This is an automated email from the ASF dual-hosted git repository.

alamb pushed a commit to branch main
in repository https://gitbox.apache.org/repos/asf/arrow-rs.git


The following commit(s) were added to refs/heads/main by this push:
     new 13c43c4896 [Variant] Optimize the object header generation logic in 
ObjectBuilder::finish (#8031)
13c43c4896 is described below

commit 13c43c489628a051f2f00ed9ba97d853d34287a8
Author: Congxian Qiu <[email protected]>
AuthorDate: Sat Jan 10 04:13:21 2026 +0800

    [Variant] Optimize the object header generation logic in 
ObjectBuilder::finish (#8031)
    
    # Which issue does this PR close?
    
    This pr wants to optimize the logic of `ObjectBuilder::finish`
    
    - Closes #7978 .
    
    # Rationale for this change
    
    This pr wants to optimize the logic of `ObjectBuilder::finish`
    
    # What changes are included in this PR?
    
    This PR wants to optimize `ObjectBuilder::finish` with packedu3 iterator
    
    # Are these changes tested?
    
    This pr was covered by existing test
    
    # Are there any user-facing changes?
══════
Required work:
1. According to the commit email, which issue does this commit close?
2. Based on the commit email, explain what the change does to `ObjectBuilder::finish` and what rationale it gives.
3. Print the commit email from "- Closes #7978" up to and including "in this PR?".

Information shown:
══════
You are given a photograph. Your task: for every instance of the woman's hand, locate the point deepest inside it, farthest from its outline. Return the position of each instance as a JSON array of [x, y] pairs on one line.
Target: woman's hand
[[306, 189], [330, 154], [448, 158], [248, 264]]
══════
Answers to the exercises:
1. Issue #7978.

2. The change optimizes the object header generation logic in `ObjectBuilder::finish` by using a packedu3 iterator. The stated rationale is to optimize the logic of `ObjectBuilder::finish`.

3.
- Closes #7978 .
    
    # Rationale for this change
    
    This pr wants to optimize the logic of `ObjectBuilder::finish`
    
    # What changes are included in this PR?